### Testo estratto ###

# Allah è grande



## Miciolidia (19 Aprile 2008)

*Allah è grande*

*storiella vissuta attraverso la testimonianza diretta di un mio amico che me ne dava cronaca attraverso il cellulare.*​ 

Parte per la capitale. Volendo stare in pace durante le 6 ore di viaggio ( doveva lavorare) acquista biglietto in prima classe con prenotazione obbligatoria.​ 
Parte ...e... poco dopo, prima di bologna salgono 2 donne, un uomo e un bambino ...mussulmani tutti e 4.​ 
le signore con appena i due occhietti che appaiono da quella fessura che mi piace tanto.ma sappiamo bisogna garantire i LORO diritti anche in un paese diverso dal loro​ 



ENTRANO IN PRIMA CLASSE, SCOMPARTIMENTO A 6 POSTI, due dei quali occupati da questo mio amico e da una anziana signora.​ 

Incominciano a parlare in ITALIANO e in arabo tra di loro, parloacce, un tono di voce altissimo, la bambina che piange..insomma...questo mio amico mi chiama incazzato nero sfogandosi perchè non riusciva a lavorare in pace come si era ripromesso, nemmeno a leggere, nè tantomeno a riposarsi.​ 
Arriva finalmente il controllore.​ 
invita a presentare il biglietto..e...sorpresa: i seguaci di Allah NON hanno Né prenotazione, nè tantomeno il biglietto di PRIMA CLASSE.​ 
invitati ad uscire...incominciano a urlare e a minacciare dichiarando apertamente che da quel posto NON SE ne sarebbero andati.​ 
Nel frattempo a bologna arriva il passeggero che aveva acquistato e prenotato uno dei posti che quei quattro occupavano abusivamente.​ 
Apre lo scompartimento e 
chiede gentilmente di fruire del diritto acquisito .​ 
Volete sapere come è andata a finire?​ 

Indovinate.​ 
ve la faccio breve:​ 

Quei quattro NON SI SONO MOSSI da quello scompartimento, e il povero signore è stato accompagnato in un posto in seconda classe.Il treno era stracolmo.​ 
I mussulmani,invece, non solo NON hanno pagato la differenza, ma hanno inveito con tutto il repertorio di bestemmie in italiano verso quel povero pirla di controllore ..argomentando che non essendo in grado di comprendere la nostra lingua non potevano capire nulla di quello che gli veniva contestato.​


----------



## Lettrice (19 Aprile 2008)

Pero' Allah non c'entra...


----------



## Mari' (19 Aprile 2008)

Io avrei chiamato la polizia e basta.


----------



## Old Holly (19 Aprile 2008)

Sto cominciando seriamente a simpatizzare per la Lega...

Sui mezzi pubblici qui in città, non ce n'è uno e dico uno che paghi il biglietto, quando li beccano, generalmente non hanno (o fanno finta di non avere) documenti, si inventano un nome falso e non pagano nessuna contravvenzione.

### Voci elencate ###

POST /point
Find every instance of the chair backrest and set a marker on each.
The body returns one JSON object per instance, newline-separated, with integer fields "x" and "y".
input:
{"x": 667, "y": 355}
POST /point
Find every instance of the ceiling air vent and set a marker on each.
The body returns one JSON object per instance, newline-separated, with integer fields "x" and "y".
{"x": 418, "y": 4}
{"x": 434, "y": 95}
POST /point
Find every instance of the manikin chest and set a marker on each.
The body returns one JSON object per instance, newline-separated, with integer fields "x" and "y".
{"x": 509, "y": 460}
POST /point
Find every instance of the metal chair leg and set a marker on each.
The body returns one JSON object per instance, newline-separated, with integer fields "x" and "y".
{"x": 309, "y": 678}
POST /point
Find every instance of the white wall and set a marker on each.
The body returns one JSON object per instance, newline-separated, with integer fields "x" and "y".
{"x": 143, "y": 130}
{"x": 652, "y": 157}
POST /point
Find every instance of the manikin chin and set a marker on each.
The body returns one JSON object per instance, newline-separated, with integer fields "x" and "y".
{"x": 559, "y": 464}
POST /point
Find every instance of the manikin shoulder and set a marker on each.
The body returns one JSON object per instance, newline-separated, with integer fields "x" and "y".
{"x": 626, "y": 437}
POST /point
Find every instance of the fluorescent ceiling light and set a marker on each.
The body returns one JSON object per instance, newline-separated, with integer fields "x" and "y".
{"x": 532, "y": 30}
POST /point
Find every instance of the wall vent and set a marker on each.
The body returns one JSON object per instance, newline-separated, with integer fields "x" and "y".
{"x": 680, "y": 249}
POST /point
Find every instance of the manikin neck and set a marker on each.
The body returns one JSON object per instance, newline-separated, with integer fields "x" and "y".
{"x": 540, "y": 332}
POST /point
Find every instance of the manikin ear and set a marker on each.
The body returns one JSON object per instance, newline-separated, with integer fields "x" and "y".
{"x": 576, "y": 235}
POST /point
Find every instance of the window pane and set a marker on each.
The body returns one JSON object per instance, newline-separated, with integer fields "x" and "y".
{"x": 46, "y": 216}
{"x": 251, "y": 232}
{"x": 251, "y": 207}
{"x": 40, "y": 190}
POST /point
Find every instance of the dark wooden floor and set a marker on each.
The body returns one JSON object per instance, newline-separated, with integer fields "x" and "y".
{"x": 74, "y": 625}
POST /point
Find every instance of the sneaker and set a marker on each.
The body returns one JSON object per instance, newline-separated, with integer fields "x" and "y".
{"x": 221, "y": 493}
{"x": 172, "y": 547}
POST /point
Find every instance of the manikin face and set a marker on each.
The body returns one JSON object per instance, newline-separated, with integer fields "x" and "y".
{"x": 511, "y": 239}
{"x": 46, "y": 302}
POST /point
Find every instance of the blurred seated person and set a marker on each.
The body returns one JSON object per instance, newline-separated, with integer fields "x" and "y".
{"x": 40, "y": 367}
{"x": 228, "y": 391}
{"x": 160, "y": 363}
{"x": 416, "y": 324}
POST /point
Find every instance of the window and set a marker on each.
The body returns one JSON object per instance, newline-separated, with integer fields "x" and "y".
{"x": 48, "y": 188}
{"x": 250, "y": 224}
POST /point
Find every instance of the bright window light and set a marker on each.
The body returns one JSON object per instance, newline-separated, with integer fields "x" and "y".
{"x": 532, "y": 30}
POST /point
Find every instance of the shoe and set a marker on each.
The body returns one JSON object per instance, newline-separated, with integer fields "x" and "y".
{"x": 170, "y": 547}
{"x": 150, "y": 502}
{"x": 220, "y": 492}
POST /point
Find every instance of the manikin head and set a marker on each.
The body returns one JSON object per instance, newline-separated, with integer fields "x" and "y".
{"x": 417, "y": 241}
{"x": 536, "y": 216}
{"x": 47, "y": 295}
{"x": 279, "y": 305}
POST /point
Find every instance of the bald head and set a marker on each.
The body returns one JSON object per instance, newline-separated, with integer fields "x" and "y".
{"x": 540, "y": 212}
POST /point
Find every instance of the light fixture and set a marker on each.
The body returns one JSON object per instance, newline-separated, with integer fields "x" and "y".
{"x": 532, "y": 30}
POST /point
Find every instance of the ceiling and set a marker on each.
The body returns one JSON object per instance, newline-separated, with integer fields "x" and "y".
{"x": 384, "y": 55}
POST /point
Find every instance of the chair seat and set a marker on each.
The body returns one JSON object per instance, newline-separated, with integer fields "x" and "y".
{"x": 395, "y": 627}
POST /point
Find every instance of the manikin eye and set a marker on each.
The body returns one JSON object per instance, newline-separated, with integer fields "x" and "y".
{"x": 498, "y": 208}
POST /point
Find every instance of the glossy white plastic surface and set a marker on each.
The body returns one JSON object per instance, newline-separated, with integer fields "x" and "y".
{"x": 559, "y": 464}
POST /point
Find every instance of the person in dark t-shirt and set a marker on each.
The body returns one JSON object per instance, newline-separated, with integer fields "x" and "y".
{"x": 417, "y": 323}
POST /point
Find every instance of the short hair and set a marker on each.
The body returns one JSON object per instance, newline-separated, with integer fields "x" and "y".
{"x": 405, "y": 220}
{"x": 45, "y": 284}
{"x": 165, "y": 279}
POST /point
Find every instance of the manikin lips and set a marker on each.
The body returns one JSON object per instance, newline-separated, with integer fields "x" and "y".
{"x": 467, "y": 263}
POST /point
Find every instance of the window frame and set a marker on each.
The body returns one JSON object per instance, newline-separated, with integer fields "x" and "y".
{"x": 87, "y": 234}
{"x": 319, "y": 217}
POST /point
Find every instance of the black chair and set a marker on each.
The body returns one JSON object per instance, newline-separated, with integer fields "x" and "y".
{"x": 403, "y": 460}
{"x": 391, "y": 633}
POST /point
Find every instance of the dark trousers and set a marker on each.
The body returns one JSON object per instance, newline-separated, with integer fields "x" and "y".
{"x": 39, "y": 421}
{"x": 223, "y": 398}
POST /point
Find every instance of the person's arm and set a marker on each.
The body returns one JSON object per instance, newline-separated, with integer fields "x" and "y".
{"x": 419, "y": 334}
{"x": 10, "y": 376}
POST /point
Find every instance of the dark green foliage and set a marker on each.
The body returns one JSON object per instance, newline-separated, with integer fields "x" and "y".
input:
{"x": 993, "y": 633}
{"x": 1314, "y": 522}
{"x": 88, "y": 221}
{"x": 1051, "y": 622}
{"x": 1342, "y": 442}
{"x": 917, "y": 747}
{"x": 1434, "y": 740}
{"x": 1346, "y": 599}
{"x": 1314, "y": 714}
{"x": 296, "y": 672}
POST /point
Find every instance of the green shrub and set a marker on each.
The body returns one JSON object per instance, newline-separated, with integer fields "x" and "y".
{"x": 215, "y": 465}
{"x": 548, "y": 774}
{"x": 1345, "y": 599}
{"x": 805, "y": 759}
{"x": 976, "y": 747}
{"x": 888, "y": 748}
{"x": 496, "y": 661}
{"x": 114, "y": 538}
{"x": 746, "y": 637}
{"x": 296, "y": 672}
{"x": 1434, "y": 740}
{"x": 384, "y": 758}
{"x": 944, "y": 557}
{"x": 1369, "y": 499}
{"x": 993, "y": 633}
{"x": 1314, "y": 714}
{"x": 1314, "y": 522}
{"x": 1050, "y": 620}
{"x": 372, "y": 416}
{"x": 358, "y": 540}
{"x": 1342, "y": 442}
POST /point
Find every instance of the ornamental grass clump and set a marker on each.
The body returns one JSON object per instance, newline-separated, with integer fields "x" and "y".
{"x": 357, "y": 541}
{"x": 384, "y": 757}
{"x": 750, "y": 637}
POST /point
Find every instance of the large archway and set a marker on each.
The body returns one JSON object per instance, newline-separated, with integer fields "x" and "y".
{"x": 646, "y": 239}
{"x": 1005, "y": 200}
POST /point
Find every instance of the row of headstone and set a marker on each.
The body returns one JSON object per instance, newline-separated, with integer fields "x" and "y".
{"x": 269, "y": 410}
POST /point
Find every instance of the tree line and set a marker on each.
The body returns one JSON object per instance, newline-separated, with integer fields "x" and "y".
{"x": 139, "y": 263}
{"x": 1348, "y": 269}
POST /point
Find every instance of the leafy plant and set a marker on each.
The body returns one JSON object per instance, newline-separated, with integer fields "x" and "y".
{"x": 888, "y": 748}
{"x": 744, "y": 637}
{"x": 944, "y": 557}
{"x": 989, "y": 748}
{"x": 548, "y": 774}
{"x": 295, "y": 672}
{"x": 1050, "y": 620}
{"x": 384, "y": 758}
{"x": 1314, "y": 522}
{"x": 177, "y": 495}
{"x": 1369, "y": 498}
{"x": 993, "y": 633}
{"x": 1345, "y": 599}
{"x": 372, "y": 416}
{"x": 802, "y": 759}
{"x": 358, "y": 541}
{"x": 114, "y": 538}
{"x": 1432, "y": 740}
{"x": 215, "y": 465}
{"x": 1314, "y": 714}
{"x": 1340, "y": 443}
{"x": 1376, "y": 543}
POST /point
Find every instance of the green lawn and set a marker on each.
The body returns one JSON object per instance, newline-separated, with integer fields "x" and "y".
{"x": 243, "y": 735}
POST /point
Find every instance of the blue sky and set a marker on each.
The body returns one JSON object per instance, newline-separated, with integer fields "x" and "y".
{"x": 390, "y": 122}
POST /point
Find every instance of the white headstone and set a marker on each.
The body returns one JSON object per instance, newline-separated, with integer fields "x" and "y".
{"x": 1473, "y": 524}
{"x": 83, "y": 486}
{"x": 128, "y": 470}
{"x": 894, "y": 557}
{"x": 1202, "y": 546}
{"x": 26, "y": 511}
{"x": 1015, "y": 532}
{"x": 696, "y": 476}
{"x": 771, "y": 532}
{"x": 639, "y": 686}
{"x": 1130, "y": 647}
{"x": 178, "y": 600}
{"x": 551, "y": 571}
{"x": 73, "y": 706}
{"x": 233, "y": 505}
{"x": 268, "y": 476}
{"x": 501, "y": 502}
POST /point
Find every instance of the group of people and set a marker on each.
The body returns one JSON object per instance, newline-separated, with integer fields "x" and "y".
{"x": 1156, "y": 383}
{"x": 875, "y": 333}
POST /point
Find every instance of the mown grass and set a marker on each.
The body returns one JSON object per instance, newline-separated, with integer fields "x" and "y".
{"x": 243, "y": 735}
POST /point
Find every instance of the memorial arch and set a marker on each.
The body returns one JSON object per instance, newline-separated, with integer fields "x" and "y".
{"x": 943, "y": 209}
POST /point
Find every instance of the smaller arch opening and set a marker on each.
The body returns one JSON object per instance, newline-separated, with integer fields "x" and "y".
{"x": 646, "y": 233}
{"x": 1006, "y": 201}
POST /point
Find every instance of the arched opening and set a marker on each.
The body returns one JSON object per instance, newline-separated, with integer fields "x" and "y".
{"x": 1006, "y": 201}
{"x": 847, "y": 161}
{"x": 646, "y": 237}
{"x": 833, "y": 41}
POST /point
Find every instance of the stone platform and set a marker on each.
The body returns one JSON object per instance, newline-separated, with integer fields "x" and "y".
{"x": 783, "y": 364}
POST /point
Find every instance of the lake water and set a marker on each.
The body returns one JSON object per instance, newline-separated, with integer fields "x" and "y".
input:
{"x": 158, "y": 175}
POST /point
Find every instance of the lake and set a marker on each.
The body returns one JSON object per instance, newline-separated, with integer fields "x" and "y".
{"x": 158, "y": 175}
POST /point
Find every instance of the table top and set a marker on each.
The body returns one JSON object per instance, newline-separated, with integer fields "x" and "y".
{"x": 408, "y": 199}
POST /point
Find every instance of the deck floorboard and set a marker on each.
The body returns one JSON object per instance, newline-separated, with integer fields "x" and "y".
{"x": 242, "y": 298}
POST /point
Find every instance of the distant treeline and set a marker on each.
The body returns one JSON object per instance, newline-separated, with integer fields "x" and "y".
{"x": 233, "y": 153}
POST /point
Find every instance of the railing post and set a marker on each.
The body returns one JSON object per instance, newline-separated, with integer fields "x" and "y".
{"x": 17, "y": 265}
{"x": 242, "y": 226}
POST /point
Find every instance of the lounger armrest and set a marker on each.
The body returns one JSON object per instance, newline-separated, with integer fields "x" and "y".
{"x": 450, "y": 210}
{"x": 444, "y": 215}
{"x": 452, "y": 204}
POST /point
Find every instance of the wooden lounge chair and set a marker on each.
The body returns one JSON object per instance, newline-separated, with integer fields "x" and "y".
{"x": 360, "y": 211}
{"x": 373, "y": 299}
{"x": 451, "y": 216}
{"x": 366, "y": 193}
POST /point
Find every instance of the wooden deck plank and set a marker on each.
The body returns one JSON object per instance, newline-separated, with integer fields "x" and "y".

###

▶ **Esercizi**
1. Rispondi a queste domande sulla discussione del viaggio in treno.
(a) Quante ore doveva durare il viaggio dell'amico verso la capitale?
(b) In quale città sale il passeggero che aveva prenotato uno dei posti occupati?
(c) Che cosa dice Mari' che avrebbe fatto?
2. Scrivi il seguito della discussione sul viaggio in treno, partendo dopo l'ultima frase riportata.
I record non servono per svolgere il lavoro.

▶ **Le risposte**
1.
(a) Sei ore.
(b) A Bologna.
(c) Avrebbe chiamato la polizia.

2.
Così vanno le cose, sempre peggio


----------



## Miciolidia (19 Aprile 2008)

verso un 'italia multietnica e multireligiosa.


a.che dite, se fosse capitato ad uno di noi , ci avrebero costretto ad alzare il culo?


b. per gli insulti lanciati al controllore e ad Allah, o a Cristo, la legge ci avrebbe perseguito?

c. se mi fossi presentata col passamontagna senza dare la possibilità di essere riconosciuta dal controllore, questi non mi avrebbe invitato a mostrare il viso?


----------



## Miciolidia (19 Aprile 2008)

*lettri*



Lettrice ha detto:


> Pero' Allah non c'entra...


 



Mi stai dicendo che un cristiano in un paese arabo avrebbe avuto la stessa arroganza?


io non ci credo.


----------



## Miciolidia (19 Aprile 2008)

*holly, esatto.*



Holly ha detto:


> Sto cominciando seriamente a simpatizzare per la Lega...
> 
> Sui mezzi pubblici qui in città, non ce n'è uno e dico uno che paghi il biglietto, quando li beccano, generalmente non hanno (o fanno finta di non avere) documenti, si inventano un nome falso e non pagano nessuna contravvenzione.
> 
> Così vanno le cose, sempre peggio


a milano è sistematico.

i controllori fanno finta di nulla e passano oltre...


----------



## Miciolidia (19 Aprile 2008)

Mari' ha detto:


> Io avrei chiamato la polizia e basta.


Già....a trovarla.


----------



## Mari' (19 Aprile 2008)

Miciolidia ha detto:


> Mi stai dicendo che un cristiano in un paese arabo avrebbe avuto la stessa arroganza?
> 
> 
> io non ci credo.


Qui non e' questione di religione ... questa e' una questione di civilta', e queste persone nel treno sono stati degli incivili.


----------



## Lettrice (19 Aprile 2008)

Pero' hanno una tendenza all'incivilta' un po' troppo accentuata... Pero' ripeto la colpa non e' di Allah...


----------



## Miciolidia (19 Aprile 2008)

Lettrice ha detto:


> Pero' hanno una tendenza all'incivilta' un po' troppo accentuata... Pero' ripeto la colpa non e' di Allah...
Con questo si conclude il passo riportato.